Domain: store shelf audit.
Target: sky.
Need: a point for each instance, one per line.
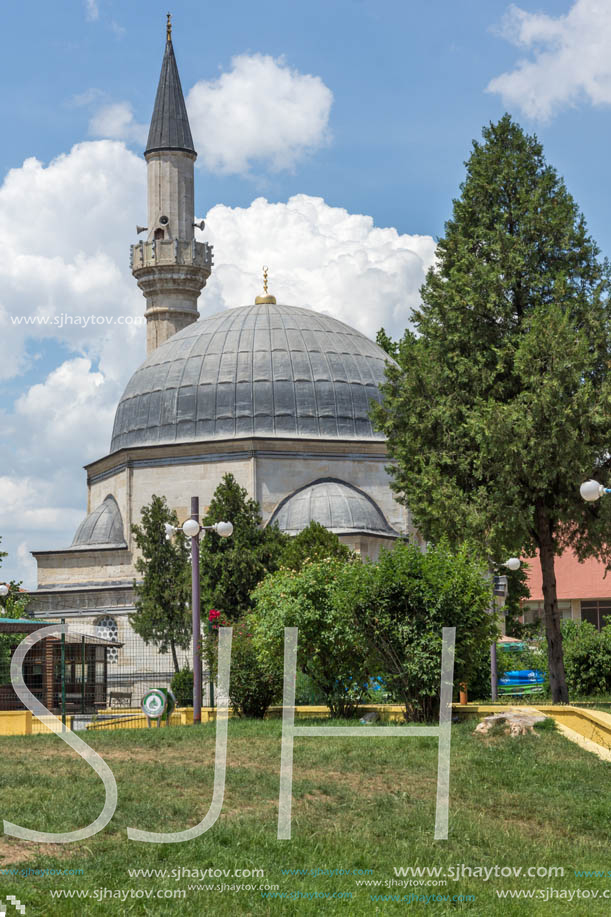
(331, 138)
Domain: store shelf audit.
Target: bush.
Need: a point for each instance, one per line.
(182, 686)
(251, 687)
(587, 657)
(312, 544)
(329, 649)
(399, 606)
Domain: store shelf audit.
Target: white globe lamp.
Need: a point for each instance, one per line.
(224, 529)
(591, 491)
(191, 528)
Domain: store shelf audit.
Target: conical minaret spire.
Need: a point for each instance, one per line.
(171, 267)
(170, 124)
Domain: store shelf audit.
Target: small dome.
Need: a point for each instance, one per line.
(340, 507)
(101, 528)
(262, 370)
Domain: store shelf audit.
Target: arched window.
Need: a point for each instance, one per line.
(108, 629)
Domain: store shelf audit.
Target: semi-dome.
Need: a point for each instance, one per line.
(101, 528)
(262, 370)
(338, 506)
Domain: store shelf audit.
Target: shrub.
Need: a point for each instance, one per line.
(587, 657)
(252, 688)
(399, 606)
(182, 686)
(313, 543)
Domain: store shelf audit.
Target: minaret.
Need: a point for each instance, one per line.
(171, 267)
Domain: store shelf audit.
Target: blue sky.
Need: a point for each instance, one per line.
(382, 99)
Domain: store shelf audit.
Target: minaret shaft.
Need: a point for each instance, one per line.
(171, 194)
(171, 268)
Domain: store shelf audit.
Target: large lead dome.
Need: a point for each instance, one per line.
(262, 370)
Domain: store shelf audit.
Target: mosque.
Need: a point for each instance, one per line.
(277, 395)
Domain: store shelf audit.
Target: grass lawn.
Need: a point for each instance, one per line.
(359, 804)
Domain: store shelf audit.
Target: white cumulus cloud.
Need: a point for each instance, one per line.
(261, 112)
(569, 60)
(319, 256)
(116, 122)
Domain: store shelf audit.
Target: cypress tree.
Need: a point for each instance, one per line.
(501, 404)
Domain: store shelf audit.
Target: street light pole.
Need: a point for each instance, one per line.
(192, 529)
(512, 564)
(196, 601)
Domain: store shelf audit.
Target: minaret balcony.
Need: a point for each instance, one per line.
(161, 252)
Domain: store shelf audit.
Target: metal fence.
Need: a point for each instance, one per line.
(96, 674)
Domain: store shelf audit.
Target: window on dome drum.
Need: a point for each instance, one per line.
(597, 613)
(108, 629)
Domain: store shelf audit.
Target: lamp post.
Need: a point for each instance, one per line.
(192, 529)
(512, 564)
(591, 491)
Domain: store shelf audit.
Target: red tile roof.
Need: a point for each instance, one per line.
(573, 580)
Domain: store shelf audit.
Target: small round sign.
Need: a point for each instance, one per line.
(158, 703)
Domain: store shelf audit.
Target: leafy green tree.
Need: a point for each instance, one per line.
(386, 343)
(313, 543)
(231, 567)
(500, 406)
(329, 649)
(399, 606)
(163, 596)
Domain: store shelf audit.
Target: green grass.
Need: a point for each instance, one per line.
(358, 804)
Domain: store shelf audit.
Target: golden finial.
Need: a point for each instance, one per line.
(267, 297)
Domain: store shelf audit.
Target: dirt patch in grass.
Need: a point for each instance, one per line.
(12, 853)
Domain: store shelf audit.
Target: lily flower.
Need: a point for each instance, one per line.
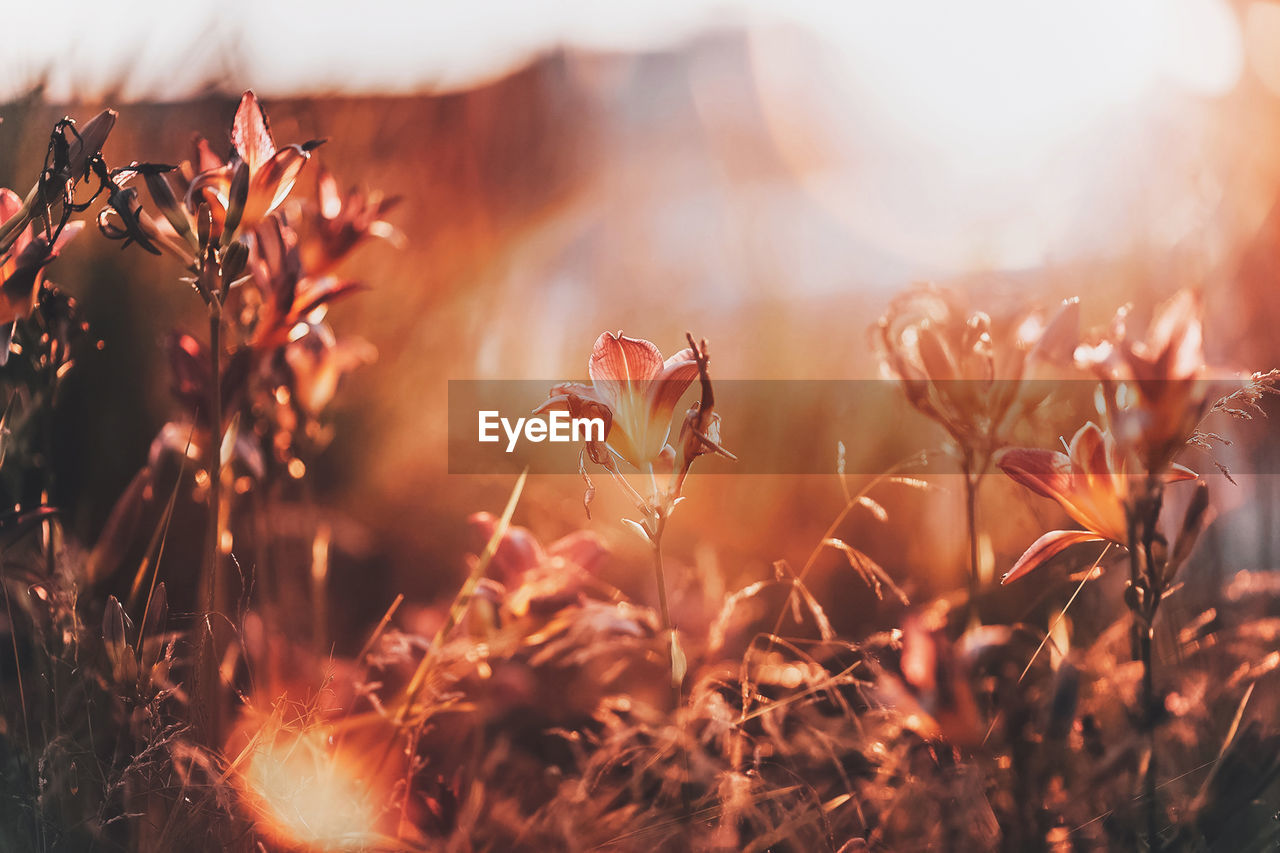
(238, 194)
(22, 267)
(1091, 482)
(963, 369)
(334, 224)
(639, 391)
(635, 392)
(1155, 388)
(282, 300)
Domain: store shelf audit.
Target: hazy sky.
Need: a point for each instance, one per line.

§ **SET TASK**:
Transcribe the listing in full and omit the pictures.

§ **OUTPUT OF THE EXERCISE**:
Domain: store shelf audit.
Target: sky.
Need: a point for each instance, one per line.
(331, 138)
Domain: store shelf audit.
Target: bush.
Need: a point for each instance, one per line.
(182, 686)
(251, 687)
(587, 657)
(312, 544)
(329, 649)
(399, 606)
Domain: store shelf audit.
Target: white globe lamp.
Need: a point for each instance, one per line.
(224, 529)
(591, 491)
(191, 528)
Domain: store shelf audit.
Target: conical minaret spire.
Need: a point for each instance, one per line.
(171, 267)
(170, 124)
Domain: store shelf audit.
Target: small dome.
Need: a point for each instance, one per line.
(340, 507)
(101, 528)
(262, 370)
Domain: store shelf audit.
Target: arched window.
Need: a point for each instance, one per line.
(108, 629)
Domain: store shelf audit.
Target: semi-dome.
Need: a point for each instance, one per line.
(101, 528)
(262, 370)
(338, 506)
Domain: store shelf audit.
Target: shrub.
Need: a point for each instance, one per line.
(587, 657)
(252, 688)
(399, 606)
(182, 686)
(313, 543)
Domain: store shelf audit.
Target: minaret.
Need: a point for each instance, one per line.
(171, 267)
Domain: store shelf audit.
Target: blue sky.
Need: a point for each instance, one per line.
(382, 99)
Domain: store shelf audit.
Target: minaret shaft.
Need: a point for each instance, one per line.
(171, 194)
(171, 268)
Domain: store shelf audit.
Target: large lead dome.
Need: a point for each instance, one per line.
(262, 370)
Domain: store shelf audit.
Target: mosque.
Need: a point for each instance, one per line.
(277, 395)
Domain: store shelf audit.
Target: grass lawn.
Need: a point for each instance, one per line.
(359, 804)
Domain: store shelf audit.
Target: white cumulus cloud.
Need: a point for each instance, one per line.
(261, 112)
(569, 60)
(319, 256)
(116, 122)
Domain: store shelf audit.
Target: cypress tree.
Need: a point for each instance, one per line.
(501, 404)
Domain: store shelf audit.
Target: street light pole.
Need: a point for each instance, one per line.
(192, 529)
(512, 564)
(196, 601)
Domain: store shelf audit.
Target: minaret balcony.
Need: a point for each instance, one per line.
(161, 252)
Domain: store shelf audit.
Target: metal fence.
Need: a point for each instance, one per line.
(96, 674)
Domain: store shelf audit.
Target: window on dome drum.
Need: a point for each instance, one per line.
(597, 613)
(108, 629)
Domain: store shelf audit.
Target: lamp post.
Need: a point for each instance, one per line.
(192, 529)
(512, 564)
(591, 491)
Domain: store shelf audit.
Target: red tile roof.
Need: a point for each instance, one per line.
(573, 580)
Domain: store shelf audit.
Target: small round sign.
Need: a point for each instance, one per line.
(158, 703)
Domain: store shelf audit.
Target: leafy green tree.
Need: a point for each instance, one per line.
(386, 343)
(313, 543)
(231, 567)
(500, 406)
(329, 649)
(399, 606)
(163, 596)
Domain: store shelf audit.
Target: green grass.
Need: a point for each instance, one per line.
(358, 804)
Domain: store shelf audit.
Target: golden finial.
Need: a point for each instance, one per line.
(267, 297)
Domain: store shelf audit.
Target: dirt patch in grass.
Need: a point for each instance, one per line.
(12, 853)
Domain: store shelf audit.
Target: lily flower.
Need: a point for each instance, one per line.
(238, 194)
(22, 267)
(1091, 482)
(963, 369)
(334, 224)
(639, 391)
(635, 392)
(1155, 388)
(282, 300)
Domain: store shelf audit.
Target: hazy sky.
Need: a point for each instance, one per line.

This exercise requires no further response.